Data items
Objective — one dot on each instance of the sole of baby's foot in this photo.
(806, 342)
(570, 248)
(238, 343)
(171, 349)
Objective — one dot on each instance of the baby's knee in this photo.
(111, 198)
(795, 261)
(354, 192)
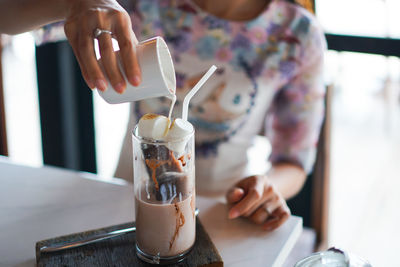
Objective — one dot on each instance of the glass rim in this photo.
(158, 142)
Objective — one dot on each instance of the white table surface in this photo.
(40, 203)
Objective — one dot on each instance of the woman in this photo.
(269, 55)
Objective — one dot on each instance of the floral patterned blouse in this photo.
(269, 79)
(269, 75)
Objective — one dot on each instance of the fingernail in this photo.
(101, 85)
(136, 80)
(91, 85)
(119, 87)
(233, 214)
(269, 228)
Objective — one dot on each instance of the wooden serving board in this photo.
(121, 251)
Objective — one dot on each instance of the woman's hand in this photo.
(82, 18)
(257, 199)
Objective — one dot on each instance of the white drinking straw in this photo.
(194, 90)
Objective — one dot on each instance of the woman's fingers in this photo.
(80, 25)
(89, 66)
(234, 195)
(109, 62)
(252, 198)
(267, 196)
(127, 41)
(260, 215)
(277, 218)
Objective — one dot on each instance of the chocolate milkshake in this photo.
(166, 230)
(164, 190)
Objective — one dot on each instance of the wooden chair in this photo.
(3, 133)
(312, 201)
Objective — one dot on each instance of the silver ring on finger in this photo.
(97, 32)
(267, 210)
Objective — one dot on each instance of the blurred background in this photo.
(362, 72)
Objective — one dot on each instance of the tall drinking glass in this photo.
(164, 186)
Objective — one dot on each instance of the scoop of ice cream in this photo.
(153, 126)
(176, 135)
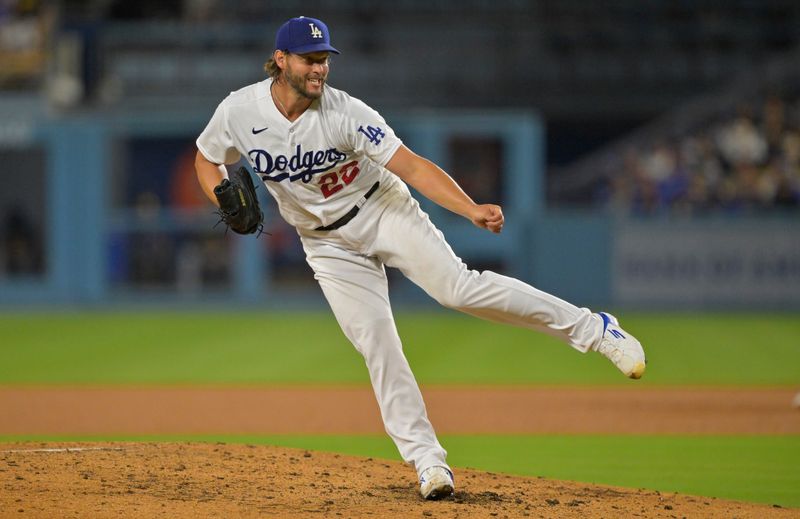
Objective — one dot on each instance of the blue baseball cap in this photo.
(302, 35)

**To do:** Return the preceding entries exactly, each word as given, but leave out any picture.

**Task response:**
Objective — one dot on each instance of the sole of baby's foot in this photo.
(806, 342)
(570, 248)
(238, 343)
(171, 349)
Objective — one dot on each instance of the baby's knee in this photo.
(111, 198)
(795, 261)
(354, 192)
Objective — one dot on each instance of the glass rim in this photo.
(158, 142)
Objective — one dot on each instance of the white table surface in this photo.
(40, 203)
Objective — one dot on each instance of the woman in this photo.
(269, 55)
Objective — one dot on each instance of the floral patterned blouse in this photo.
(269, 79)
(269, 75)
Objective — one dot on each instance of the fingernail in this photo.
(101, 85)
(136, 80)
(91, 85)
(119, 87)
(233, 214)
(269, 228)
Objective — one dot on each instance of the wooden serving board in this photo.
(121, 251)
Objective — one dot on each instance of the woman's hand in this photo.
(82, 18)
(257, 199)
Objective — one dot on each instance of the white drinking straw in this photo.
(194, 90)
Objective — one dot on each instance of the woman's fingers in this photo.
(80, 25)
(89, 66)
(234, 195)
(109, 62)
(252, 198)
(267, 196)
(127, 41)
(260, 215)
(277, 218)
Objective — one dot on each instance of the chocolate milkshake in this photo.
(166, 230)
(164, 190)
Objective — one dot on each instance of the wooden chair in this photo.
(3, 133)
(312, 201)
Objective — one dot on each instance of the silver ring on finger in this photo.
(97, 32)
(267, 210)
Objective — one dot on each instance of the blurred background in this photo.
(362, 72)
Objective — one dot on each instance of the tall drinking glass in this photo.
(164, 186)
Objective — one dot on each instance of the scoop of ice cream in this photo.
(153, 126)
(176, 135)
Objective — one dot on each instance of the blue baseball cap in this photo.
(302, 35)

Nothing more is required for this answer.